Aim
Print every line of the items below verbatim, without changing a single character.

Listed entries
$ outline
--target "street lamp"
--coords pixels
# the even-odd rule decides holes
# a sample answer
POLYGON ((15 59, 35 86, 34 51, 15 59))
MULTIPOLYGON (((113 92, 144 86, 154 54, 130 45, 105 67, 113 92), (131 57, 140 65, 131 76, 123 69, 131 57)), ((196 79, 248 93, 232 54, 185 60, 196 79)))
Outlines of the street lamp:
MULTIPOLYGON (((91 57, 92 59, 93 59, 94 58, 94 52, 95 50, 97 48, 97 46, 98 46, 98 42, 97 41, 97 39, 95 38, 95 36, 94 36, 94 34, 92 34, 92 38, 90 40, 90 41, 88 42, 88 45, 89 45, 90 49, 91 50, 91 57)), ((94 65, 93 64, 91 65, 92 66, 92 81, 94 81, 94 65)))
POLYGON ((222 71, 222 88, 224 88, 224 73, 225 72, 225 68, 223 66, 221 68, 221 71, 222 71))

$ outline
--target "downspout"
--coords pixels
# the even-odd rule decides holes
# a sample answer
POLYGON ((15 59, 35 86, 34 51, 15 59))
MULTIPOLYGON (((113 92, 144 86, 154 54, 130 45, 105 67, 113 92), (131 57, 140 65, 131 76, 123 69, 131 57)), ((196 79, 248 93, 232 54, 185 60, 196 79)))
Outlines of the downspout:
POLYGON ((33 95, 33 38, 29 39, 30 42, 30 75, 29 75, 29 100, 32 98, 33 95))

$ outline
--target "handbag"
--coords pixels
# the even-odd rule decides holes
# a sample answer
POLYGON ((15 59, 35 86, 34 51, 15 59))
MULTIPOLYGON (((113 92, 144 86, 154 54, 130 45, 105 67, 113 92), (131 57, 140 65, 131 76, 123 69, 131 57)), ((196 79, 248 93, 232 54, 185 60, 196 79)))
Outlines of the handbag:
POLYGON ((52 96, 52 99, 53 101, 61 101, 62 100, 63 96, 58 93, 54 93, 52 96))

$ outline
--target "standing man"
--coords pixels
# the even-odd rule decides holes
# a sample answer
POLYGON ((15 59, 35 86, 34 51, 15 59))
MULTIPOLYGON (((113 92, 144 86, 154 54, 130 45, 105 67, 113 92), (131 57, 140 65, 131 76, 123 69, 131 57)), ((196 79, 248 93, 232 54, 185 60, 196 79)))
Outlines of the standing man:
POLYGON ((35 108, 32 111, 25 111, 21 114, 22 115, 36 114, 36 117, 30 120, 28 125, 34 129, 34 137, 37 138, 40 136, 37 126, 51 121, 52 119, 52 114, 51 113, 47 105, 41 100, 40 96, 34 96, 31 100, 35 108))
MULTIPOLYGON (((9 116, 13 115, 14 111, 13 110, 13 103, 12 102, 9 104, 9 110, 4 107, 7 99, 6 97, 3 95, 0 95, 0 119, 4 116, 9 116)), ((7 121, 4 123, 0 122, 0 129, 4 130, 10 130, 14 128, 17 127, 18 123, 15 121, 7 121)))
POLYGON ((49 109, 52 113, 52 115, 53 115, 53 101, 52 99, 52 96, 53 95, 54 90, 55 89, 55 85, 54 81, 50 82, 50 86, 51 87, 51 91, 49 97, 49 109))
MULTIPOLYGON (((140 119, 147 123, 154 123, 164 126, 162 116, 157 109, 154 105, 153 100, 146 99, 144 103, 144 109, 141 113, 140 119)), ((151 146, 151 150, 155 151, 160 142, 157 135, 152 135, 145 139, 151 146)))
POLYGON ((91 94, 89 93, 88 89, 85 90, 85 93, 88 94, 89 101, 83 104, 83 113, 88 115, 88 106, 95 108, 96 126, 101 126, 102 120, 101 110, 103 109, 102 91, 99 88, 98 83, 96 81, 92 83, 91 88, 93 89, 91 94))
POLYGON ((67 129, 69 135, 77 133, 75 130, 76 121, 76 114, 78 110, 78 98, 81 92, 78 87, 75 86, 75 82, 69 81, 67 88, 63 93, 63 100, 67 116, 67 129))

Task output
$ outline
--target "street lamp"
--coords pixels
# the even-odd rule decides holes
# a sample answer
POLYGON ((15 59, 35 86, 34 51, 15 59))
MULTIPOLYGON (((113 92, 144 86, 154 54, 130 45, 105 67, 113 92), (131 57, 140 65, 131 76, 123 69, 131 57)), ((196 79, 248 93, 232 54, 185 60, 196 79)))
Outlines of the street lamp:
MULTIPOLYGON (((91 57, 92 59, 93 59, 94 58, 94 52, 95 50, 97 48, 97 46, 98 46, 98 42, 97 41, 97 39, 95 38, 95 36, 94 36, 94 34, 92 34, 92 38, 90 40, 90 41, 88 42, 88 45, 89 45, 90 49, 91 50, 91 57)), ((94 65, 93 64, 91 65, 92 66, 92 81, 94 81, 94 65)))
POLYGON ((222 71, 222 88, 224 88, 224 73, 225 72, 225 68, 223 66, 221 68, 221 71, 222 71))

$ outline
--target "downspout"
--coords pixels
# the even-odd rule decides holes
# a sample answer
POLYGON ((15 59, 35 86, 34 51, 15 59))
MULTIPOLYGON (((113 92, 144 86, 154 54, 130 45, 105 67, 113 92), (131 57, 140 65, 131 76, 123 69, 131 57)), ((196 79, 248 93, 232 54, 185 60, 196 79)))
Outlines of the downspout:
POLYGON ((33 95, 33 38, 29 39, 30 42, 30 75, 29 75, 29 100, 32 98, 33 95))

$ outline
--target "handbag"
--coords pixels
# the even-odd rule decides holes
# a sample answer
POLYGON ((15 59, 35 86, 34 51, 15 59))
MULTIPOLYGON (((113 92, 144 86, 154 54, 130 45, 105 67, 113 92), (131 57, 140 65, 131 76, 123 69, 131 57)), ((196 79, 248 93, 232 54, 185 60, 196 79)))
Outlines of the handbag:
POLYGON ((52 96, 52 99, 53 101, 61 101, 62 100, 63 96, 58 93, 54 93, 52 96))

$ outline
--target "standing man"
--coords pixels
# the even-odd rule decides holes
# a sample answer
POLYGON ((15 59, 35 86, 34 51, 15 59))
MULTIPOLYGON (((113 92, 144 86, 154 54, 130 45, 105 67, 113 92), (131 57, 140 65, 131 76, 123 69, 131 57)), ((196 79, 248 93, 232 54, 185 60, 196 79)))
Outlines of the standing man:
POLYGON ((35 108, 32 111, 25 111, 21 114, 22 115, 36 114, 36 117, 30 120, 28 125, 34 129, 34 137, 37 138, 40 136, 37 126, 51 121, 52 119, 52 114, 51 113, 47 105, 41 100, 40 96, 34 96, 31 100, 35 108))
MULTIPOLYGON (((9 116, 13 115, 14 111, 13 110, 13 103, 12 102, 9 104, 9 110, 4 107, 7 99, 6 97, 3 95, 0 95, 0 119, 4 116, 9 116)), ((7 121, 4 123, 0 122, 0 129, 4 130, 10 130, 14 128, 17 127, 18 123, 15 121, 7 121)))
POLYGON ((49 109, 52 113, 52 115, 53 115, 53 101, 52 99, 52 96, 53 95, 54 90, 55 89, 55 85, 54 81, 50 82, 50 86, 51 87, 51 91, 49 97, 49 109))
MULTIPOLYGON (((140 119, 147 123, 154 123, 164 126, 162 116, 157 109, 154 105, 153 100, 146 99, 144 103, 144 109, 141 113, 140 119)), ((151 146, 151 150, 155 151, 160 142, 157 135, 152 135, 145 139, 151 146)))
POLYGON ((91 94, 89 93, 88 89, 85 90, 85 93, 88 94, 89 101, 83 104, 83 113, 88 115, 88 106, 95 108, 96 126, 101 126, 102 120, 101 110, 103 109, 102 91, 99 88, 98 83, 96 81, 92 83, 91 88, 93 89, 91 94))
POLYGON ((67 129, 69 135, 77 133, 75 130, 76 121, 76 114, 78 110, 78 98, 81 92, 78 87, 75 86, 75 82, 69 81, 67 88, 63 93, 63 100, 67 116, 67 129))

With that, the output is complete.